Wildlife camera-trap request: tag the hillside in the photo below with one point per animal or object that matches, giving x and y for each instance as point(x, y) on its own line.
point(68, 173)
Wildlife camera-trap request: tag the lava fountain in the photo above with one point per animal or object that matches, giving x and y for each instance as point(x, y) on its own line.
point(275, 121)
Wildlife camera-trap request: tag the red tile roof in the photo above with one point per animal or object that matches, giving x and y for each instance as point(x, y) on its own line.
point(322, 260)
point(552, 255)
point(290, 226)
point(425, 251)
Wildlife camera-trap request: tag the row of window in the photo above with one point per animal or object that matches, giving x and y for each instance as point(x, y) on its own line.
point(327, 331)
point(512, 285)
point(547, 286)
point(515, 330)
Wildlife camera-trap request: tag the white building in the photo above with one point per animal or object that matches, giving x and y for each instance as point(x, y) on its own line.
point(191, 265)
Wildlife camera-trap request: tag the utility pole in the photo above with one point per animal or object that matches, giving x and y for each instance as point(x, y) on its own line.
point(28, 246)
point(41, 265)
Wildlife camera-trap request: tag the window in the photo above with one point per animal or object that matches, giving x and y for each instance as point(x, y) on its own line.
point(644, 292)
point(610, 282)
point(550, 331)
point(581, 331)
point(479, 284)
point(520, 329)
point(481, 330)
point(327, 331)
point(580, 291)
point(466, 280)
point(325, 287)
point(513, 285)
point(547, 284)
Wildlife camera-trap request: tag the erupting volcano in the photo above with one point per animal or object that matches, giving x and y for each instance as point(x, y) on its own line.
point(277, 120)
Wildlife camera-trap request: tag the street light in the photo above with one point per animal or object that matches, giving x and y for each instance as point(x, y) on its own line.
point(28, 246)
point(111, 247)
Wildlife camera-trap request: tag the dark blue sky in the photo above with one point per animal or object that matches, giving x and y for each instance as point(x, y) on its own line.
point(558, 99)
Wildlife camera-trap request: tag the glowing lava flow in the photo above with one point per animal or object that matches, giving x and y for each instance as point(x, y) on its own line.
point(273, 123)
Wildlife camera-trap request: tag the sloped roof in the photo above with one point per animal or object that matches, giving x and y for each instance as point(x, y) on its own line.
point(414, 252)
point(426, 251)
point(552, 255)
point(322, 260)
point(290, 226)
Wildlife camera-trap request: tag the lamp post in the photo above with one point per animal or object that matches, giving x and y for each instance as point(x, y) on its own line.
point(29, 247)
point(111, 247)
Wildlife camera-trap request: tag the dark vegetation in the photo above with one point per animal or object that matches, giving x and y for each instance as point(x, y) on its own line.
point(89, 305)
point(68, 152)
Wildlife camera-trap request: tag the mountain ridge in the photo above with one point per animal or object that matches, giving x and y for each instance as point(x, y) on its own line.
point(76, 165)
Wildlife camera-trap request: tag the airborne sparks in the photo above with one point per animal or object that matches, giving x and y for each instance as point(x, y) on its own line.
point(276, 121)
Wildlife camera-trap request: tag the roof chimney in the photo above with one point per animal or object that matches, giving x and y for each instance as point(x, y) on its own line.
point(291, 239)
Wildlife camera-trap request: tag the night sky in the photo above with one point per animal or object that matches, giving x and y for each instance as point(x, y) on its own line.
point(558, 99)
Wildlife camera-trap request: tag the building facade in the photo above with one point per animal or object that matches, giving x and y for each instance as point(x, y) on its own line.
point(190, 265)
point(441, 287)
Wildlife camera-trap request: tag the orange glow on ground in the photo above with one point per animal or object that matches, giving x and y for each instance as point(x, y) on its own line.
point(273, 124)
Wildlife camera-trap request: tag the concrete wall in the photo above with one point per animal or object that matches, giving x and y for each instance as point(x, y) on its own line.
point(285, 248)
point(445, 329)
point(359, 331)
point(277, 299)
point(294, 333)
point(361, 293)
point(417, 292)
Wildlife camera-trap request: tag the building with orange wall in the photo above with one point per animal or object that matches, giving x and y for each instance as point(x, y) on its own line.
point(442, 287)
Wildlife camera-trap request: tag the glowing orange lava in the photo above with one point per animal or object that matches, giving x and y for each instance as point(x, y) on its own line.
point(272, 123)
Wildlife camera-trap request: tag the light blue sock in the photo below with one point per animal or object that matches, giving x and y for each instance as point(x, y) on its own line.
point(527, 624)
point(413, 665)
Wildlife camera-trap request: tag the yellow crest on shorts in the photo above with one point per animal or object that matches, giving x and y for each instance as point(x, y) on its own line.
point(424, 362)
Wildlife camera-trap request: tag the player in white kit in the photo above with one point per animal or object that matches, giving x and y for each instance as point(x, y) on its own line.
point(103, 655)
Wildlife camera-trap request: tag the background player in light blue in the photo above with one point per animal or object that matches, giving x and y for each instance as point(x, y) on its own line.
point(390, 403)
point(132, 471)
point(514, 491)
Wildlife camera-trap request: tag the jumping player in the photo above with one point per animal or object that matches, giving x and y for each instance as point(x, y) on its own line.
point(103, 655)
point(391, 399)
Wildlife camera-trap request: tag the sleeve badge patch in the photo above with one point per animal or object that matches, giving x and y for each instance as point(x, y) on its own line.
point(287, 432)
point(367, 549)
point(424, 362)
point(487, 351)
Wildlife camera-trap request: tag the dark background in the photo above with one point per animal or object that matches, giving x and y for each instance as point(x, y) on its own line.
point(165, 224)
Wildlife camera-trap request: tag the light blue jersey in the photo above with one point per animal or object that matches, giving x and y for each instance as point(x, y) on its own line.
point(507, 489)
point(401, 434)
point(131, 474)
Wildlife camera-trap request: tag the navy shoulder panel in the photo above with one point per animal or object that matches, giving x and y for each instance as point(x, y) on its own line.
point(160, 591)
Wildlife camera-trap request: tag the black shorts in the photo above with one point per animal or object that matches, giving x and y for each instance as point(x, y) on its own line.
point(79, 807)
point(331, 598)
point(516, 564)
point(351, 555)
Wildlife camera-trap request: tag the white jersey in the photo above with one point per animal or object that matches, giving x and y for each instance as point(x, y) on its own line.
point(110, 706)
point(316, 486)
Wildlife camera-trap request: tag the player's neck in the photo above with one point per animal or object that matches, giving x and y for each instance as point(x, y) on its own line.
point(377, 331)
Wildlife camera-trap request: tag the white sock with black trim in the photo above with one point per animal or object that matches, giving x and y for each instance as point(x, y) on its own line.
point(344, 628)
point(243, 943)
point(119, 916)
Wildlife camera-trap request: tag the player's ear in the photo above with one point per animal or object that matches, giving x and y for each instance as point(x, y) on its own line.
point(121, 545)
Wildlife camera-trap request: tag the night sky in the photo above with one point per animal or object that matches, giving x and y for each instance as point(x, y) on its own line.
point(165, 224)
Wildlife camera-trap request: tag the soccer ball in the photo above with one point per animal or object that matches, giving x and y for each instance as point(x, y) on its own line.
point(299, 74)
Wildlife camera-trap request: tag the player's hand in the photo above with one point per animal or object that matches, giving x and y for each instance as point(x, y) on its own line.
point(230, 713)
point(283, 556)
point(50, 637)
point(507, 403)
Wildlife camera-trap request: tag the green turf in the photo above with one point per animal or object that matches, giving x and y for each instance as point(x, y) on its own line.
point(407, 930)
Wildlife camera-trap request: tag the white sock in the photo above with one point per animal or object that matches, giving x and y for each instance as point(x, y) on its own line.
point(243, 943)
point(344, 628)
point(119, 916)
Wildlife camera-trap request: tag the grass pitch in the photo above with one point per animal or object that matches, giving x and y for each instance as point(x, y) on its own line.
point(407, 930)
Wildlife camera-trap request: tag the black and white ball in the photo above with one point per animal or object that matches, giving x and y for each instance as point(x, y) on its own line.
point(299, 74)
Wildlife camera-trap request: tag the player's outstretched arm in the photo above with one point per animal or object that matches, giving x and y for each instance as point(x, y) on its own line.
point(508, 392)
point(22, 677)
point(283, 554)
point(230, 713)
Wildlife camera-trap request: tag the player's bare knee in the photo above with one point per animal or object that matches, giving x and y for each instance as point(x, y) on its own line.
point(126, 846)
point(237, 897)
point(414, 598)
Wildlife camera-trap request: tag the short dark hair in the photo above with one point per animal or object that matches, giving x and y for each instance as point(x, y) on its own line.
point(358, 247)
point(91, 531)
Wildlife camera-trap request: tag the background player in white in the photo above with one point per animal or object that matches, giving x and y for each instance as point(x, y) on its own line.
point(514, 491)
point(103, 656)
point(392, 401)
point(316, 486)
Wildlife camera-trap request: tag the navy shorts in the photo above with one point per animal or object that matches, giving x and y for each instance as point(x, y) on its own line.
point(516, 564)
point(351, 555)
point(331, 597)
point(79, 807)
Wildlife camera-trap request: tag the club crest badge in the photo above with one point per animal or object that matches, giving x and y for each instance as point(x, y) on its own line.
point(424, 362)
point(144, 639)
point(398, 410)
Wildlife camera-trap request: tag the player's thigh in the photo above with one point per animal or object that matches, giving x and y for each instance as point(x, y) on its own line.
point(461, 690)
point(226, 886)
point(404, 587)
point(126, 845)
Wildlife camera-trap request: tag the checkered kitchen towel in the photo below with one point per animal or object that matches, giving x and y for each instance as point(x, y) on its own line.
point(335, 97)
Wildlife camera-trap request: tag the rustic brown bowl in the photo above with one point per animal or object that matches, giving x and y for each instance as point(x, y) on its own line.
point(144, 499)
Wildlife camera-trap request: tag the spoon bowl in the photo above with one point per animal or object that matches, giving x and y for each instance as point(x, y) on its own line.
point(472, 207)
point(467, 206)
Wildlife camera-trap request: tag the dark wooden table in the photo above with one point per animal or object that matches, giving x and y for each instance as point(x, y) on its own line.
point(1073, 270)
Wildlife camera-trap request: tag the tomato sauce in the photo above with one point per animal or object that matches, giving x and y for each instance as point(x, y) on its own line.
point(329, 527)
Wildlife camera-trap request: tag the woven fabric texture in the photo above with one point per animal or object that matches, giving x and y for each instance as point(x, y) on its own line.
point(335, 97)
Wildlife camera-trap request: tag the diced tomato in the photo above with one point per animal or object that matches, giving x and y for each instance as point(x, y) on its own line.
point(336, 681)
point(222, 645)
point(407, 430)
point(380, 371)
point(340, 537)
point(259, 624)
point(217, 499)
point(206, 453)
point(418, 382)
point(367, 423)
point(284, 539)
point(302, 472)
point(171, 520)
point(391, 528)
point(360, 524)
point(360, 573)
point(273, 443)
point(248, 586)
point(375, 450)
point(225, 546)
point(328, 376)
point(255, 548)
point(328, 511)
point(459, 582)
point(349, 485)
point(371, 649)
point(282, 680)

===============

WORK INSTRUCTIONS:
Copy out, word for word, the lines between the one holding "Wildlife camera-trap request: tag the red" and the one holding "point(547, 284)", inclusive.

EXERCISE RESULT:
Wildlife camera-trap request: tag the red tile roof in the photo above with one point per animal or object that matches, giving x and y for each instance as point(x, y) on its own line.
point(322, 260)
point(552, 255)
point(290, 226)
point(425, 251)
Wildlife camera-trap request: tag the row of window in the photo above with one point per animal or object that matches, giving x and y for each instance as point(x, y) on its own line.
point(327, 331)
point(512, 285)
point(547, 286)
point(515, 330)
Wildlife camera-trap request: tag the white building in the photo above with one point per animal or object that matches, giving x and y for each instance as point(x, y) on its own line.
point(191, 265)
Wildlife camera-trap request: tag the utility pole in the photo above with one point per animal or object that matches, giving x and y for each instance as point(x, y) on its own line.
point(28, 246)
point(41, 265)
Wildlife camera-trap request: tag the window in the photo above with one point per animal or object that matches, giving x and y for each instance as point(x, y) on its own line.
point(644, 292)
point(610, 282)
point(550, 331)
point(581, 331)
point(479, 284)
point(520, 329)
point(481, 330)
point(327, 331)
point(580, 291)
point(466, 280)
point(325, 287)
point(513, 285)
point(547, 284)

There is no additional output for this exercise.